● **Given task**
Only the lines starting at the one that contains "For every instance of the long" and running to the end should be repeated, exactly as written.

────────────────────

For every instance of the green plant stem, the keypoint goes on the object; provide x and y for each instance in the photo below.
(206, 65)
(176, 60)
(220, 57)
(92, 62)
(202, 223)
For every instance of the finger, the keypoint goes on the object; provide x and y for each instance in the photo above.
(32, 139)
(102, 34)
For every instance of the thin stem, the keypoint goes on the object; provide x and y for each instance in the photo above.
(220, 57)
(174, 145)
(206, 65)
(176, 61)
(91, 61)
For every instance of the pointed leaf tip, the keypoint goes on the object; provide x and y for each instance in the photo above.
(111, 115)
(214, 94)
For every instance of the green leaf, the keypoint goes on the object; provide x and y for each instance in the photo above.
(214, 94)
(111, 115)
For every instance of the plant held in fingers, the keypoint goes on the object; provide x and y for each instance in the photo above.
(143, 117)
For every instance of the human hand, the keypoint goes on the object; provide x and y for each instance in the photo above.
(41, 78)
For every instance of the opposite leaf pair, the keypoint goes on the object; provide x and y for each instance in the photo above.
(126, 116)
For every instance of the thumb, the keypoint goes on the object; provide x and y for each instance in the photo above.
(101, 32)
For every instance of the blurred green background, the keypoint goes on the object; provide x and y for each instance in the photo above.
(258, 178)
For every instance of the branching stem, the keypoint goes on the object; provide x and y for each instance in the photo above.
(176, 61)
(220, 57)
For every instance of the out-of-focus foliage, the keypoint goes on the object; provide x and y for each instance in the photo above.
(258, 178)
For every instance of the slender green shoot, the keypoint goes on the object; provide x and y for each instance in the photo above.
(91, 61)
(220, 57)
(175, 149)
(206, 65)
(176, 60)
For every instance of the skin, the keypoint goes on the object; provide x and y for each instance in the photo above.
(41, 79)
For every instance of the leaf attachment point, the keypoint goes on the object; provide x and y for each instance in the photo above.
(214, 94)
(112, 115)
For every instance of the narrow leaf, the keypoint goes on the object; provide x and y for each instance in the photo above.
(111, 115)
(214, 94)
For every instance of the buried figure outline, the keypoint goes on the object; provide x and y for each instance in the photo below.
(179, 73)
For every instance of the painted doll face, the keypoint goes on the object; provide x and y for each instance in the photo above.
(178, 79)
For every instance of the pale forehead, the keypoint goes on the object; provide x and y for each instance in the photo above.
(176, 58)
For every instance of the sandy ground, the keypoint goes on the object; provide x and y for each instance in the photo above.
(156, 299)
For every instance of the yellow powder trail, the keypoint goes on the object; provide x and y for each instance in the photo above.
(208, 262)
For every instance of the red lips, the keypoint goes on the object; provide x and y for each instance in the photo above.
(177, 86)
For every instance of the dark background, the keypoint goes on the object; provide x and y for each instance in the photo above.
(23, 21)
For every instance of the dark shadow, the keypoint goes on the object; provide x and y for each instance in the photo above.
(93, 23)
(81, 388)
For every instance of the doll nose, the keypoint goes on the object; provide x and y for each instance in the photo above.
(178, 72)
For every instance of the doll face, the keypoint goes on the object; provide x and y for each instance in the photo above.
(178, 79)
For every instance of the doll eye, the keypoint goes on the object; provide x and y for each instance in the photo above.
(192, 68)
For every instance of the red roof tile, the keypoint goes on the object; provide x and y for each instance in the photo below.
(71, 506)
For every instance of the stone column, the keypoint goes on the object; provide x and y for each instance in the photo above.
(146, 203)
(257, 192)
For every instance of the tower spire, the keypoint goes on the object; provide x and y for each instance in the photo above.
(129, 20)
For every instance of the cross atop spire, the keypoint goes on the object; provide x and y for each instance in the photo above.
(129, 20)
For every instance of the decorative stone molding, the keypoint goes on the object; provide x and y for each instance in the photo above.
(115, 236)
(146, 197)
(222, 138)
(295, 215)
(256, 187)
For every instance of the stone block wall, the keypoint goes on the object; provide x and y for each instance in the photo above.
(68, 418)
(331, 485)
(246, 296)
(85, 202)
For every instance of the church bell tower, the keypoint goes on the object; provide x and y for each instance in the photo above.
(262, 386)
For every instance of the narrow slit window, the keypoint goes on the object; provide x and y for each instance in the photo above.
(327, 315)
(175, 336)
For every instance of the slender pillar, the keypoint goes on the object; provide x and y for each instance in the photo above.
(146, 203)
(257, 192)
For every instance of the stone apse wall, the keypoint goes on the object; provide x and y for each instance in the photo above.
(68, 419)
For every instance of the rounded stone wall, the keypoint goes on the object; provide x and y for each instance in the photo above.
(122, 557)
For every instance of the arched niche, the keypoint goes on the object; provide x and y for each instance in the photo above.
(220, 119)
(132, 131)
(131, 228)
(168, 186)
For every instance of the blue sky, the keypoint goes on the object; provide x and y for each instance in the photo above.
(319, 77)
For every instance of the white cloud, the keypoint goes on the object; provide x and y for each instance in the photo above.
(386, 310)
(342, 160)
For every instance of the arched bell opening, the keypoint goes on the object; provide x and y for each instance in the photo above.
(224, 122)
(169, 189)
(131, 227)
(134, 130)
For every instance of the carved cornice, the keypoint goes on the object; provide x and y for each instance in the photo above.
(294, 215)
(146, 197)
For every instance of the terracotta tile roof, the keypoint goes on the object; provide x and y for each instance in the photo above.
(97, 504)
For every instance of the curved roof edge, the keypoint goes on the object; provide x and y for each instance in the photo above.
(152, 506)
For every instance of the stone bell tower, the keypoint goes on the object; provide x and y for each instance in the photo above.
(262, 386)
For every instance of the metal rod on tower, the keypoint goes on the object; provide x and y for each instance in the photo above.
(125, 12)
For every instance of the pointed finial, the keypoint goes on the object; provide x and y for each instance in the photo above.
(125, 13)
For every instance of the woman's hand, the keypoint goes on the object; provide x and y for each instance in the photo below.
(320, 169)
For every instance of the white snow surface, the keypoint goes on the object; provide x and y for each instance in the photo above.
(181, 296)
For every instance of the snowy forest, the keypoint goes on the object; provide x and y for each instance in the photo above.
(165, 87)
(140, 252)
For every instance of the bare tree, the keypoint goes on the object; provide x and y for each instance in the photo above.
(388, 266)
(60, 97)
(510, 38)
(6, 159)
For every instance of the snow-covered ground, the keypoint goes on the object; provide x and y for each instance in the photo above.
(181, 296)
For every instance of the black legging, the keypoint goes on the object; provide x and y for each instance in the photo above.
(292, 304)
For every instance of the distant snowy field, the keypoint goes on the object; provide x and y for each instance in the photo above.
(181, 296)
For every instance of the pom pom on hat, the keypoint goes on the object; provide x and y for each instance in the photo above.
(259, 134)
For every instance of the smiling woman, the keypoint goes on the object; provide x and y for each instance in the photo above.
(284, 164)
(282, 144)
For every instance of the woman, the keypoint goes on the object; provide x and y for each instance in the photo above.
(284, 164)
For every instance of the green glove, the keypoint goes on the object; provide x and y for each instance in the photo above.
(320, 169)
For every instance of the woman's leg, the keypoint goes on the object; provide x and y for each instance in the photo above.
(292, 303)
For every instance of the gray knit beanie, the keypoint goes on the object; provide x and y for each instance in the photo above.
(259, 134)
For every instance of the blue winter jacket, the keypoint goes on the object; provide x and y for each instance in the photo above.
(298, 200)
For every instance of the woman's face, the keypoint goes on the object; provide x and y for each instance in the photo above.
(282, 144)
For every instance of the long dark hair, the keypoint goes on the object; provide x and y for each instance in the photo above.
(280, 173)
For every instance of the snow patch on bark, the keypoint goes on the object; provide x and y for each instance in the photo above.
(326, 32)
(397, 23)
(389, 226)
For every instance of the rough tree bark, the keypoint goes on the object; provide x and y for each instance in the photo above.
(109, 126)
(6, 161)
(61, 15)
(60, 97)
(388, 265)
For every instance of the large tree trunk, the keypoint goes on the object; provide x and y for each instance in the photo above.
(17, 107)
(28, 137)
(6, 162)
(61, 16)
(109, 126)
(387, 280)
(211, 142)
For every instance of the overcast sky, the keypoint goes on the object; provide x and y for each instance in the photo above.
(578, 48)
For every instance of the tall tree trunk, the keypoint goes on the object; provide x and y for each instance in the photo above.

────────────────────

● **Solved problem**
For every instance of the long dark hair, the keypoint goes on the object; provide x and y for each instance in the photo above.
(280, 173)
For every instance of the snow patch on bark, the keypoint goes on the object; provide x and y for each instance in the photo above.
(326, 32)
(397, 23)
(389, 226)
For every instance of the rough tree bark, the keypoint goes on the object; provide x and y for each instance in the photo above.
(109, 126)
(6, 161)
(61, 15)
(60, 97)
(388, 265)
For every instance of the large tree trunk, the keypoint goes on the object; provide x and y for each instance in the photo above.
(17, 107)
(28, 137)
(6, 162)
(61, 16)
(109, 126)
(387, 280)
(211, 142)
For every instance of the overcast sky, the keypoint goes on the object; provide x and y for each instance in the photo above.
(578, 48)
For every instance of the tall tree trunk, the keypoint goes on the object; provide x and y for each instance in the photo above.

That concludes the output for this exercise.